● **SHORT TASK A**
Format the lines of the records as a numbered list, beginning with the line that contains "Where can you see the dry" and running through the line that contains "point(222, 544)", with blank lines omitted.
● **SHORT TASK B**
Resume the passage on postmodern nomadology after its final sentence.

● **QUOTED PASSAGE**
☆ ☆ ☆ ☆ ☆ ☆ ☆

THE NOMADS OF POSTMODERN NOMADOLOGY
Research on nomads can be referred to as nomadology, a term that Deleuze and Guattari introduced to philosophy.(24)
At the beginning of the 1980s, with nomadology, they developed for the first time a nomadic way of thinking in philosophy that characterized nomadic life as anti-traditional and anti-conformist.
A nomadic way of thinking was presented that, ‘in a defensive way’, consciously turned against a centralized national model. The subsequent postmodern debate romanticized the nomad as a geographic metaphor par excellence.(25) Laptops, cell phones and credit cards are the preferred objects of a postmodern nomadic existence.(26) In this discourse, nomads belong to the economic, political and cultural elite: luxury, leisure, science and business nomads fall into this category. Here, not only does nomadic thinking serve as a metaphor, but a postmodern vision draws on a nomadic lifestyle – it is a collective emblem of cosmopolitan existence.(27)

☆ ☆ ☆ ☆ ☆ ☆ ☆

Source records
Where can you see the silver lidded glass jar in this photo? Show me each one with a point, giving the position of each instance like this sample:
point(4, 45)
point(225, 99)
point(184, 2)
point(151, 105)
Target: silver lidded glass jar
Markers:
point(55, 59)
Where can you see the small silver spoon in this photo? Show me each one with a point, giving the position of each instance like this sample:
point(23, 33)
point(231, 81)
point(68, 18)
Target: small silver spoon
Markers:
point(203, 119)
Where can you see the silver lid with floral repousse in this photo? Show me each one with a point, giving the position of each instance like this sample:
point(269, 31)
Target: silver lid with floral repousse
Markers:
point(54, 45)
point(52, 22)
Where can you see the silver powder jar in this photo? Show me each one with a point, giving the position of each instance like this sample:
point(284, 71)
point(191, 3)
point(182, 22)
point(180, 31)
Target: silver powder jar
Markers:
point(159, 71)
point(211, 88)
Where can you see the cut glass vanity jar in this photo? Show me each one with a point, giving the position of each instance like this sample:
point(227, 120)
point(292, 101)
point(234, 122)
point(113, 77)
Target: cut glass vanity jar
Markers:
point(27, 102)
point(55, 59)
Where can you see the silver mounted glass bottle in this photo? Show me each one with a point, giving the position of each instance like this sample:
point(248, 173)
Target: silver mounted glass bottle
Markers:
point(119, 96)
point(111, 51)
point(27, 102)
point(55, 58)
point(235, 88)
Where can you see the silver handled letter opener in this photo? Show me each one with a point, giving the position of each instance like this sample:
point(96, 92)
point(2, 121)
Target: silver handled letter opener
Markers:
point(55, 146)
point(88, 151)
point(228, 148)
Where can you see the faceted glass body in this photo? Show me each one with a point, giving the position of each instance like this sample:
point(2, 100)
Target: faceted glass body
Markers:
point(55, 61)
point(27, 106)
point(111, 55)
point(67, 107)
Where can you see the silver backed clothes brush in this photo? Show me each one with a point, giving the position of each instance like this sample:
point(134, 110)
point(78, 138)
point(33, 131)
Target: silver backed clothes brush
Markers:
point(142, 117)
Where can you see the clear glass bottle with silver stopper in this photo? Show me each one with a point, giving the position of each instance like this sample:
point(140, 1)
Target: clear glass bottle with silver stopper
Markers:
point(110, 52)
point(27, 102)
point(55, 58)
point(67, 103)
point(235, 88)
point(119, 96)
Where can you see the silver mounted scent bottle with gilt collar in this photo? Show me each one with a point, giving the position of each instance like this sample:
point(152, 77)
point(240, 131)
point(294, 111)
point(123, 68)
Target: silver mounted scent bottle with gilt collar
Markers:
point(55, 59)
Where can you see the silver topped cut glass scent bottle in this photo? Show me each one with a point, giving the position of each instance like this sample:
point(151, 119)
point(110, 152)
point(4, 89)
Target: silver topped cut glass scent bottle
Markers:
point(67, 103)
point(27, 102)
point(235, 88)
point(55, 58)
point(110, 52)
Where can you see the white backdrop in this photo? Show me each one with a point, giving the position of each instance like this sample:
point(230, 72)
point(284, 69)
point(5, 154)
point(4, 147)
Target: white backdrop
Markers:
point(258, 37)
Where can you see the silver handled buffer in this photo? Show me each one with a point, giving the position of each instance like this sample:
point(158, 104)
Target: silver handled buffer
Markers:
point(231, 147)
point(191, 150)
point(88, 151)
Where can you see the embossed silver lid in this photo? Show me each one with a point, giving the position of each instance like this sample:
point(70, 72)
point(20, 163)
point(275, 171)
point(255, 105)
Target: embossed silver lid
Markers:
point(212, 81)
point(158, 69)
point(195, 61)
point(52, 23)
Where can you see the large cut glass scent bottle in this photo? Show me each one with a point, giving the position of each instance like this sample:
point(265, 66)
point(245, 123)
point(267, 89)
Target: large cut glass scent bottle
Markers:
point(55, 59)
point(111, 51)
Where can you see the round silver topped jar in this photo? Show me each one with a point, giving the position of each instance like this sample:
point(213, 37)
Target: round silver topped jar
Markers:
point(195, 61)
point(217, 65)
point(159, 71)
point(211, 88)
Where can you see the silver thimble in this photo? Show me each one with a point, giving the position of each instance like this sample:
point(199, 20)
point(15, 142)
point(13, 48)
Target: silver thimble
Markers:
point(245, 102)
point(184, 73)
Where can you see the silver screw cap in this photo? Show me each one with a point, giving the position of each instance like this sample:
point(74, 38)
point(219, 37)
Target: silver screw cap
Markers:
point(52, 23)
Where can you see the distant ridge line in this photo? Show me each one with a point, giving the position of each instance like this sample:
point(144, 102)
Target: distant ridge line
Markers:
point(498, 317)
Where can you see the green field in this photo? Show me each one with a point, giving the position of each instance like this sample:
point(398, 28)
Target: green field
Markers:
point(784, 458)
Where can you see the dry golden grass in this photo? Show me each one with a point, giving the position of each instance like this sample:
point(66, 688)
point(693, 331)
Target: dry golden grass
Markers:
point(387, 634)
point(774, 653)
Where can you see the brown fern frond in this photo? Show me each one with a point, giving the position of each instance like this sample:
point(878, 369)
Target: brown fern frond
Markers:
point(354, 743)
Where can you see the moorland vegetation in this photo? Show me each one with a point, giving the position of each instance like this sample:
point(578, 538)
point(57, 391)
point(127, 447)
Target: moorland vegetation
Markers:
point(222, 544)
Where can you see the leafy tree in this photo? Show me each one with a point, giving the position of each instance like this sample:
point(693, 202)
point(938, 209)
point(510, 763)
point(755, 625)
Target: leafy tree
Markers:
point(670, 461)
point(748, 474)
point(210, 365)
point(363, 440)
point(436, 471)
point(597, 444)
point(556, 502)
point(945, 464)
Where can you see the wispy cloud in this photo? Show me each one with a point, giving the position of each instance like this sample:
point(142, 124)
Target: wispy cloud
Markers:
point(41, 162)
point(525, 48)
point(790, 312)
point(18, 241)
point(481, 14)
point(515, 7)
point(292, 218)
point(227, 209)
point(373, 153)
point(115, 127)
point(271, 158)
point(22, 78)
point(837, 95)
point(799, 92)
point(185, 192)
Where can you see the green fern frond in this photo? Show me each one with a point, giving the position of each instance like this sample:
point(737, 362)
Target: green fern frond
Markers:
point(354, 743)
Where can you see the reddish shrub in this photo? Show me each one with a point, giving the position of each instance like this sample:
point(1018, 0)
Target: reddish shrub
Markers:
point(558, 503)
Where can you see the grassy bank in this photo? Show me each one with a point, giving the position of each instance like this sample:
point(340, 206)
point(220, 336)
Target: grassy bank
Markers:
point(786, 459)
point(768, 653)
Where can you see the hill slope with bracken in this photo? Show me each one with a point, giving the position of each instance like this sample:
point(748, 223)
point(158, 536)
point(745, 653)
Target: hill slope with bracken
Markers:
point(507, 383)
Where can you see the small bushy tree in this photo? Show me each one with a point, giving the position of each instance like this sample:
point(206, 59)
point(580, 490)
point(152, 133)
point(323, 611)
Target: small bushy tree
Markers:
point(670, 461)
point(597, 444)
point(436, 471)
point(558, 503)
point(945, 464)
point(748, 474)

☆ ☆ ☆ ☆ ☆ ☆ ☆

● **WRITTEN RESPONSE A**
1. Where can you see the dry golden grass in this photo? Show me each one with a point, giving the position of each instance like this sample:
2. point(66, 688)
3. point(693, 331)
4. Target: dry golden grass
5. Markers:
6. point(387, 634)
7. point(774, 653)
8. Where can you see the brown fern frond in this photo? Show me each one with a point, giving the position of each instance like this sample:
9. point(878, 369)
10. Target: brown fern frond
11. Markers:
12. point(354, 743)
13. Where can you see the moorland vegetation in this photo? Show me each one with a point, giving the position of each instance like this sample:
14. point(578, 538)
15. point(57, 391)
16. point(127, 447)
17. Target: moorland vegetation
18. Markers:
19. point(222, 544)

● **WRITTEN RESPONSE B**
Deleuze and Guattari’s nomads are creative and innovative. Their thinking opposes national thinking. Philosophical nomadology glorifies the nomads’ deterritorializing forces. The geographical metaphor of postmodern nomads is not just deeply masculine and individualistic, it is also Eurocentric. Postmodern nomadology appropriates a non-Western experience for the benefit of developing a European theory.(28) Modernity and globalization are associated only with privileged Western nomads.
Mobility is a metaphor for new postmodern urban nomads. Actually, one could presume that the nomadology discourse should also show some interest in rural ‘traditional’ strategies of mobility and their recent developments. But rural nomads are marginalized, and their habitat is pushed into the periphery of the globalized space or perceived as transit space at best.(29)
Until now only Claudot-Hawad (30) has analysed the movements of rural nomads in the Sahara in a nomadological way:
"This way of looking at the limits, viewing them as reversible (as places of friction or of contact), fits into a management of space that is open to the exterior, that is able to spread horizontally like a ‘rhizome’, to use Deleuze and Guattari’s image (2005), gathering other members to the existing body without changing the overall structure."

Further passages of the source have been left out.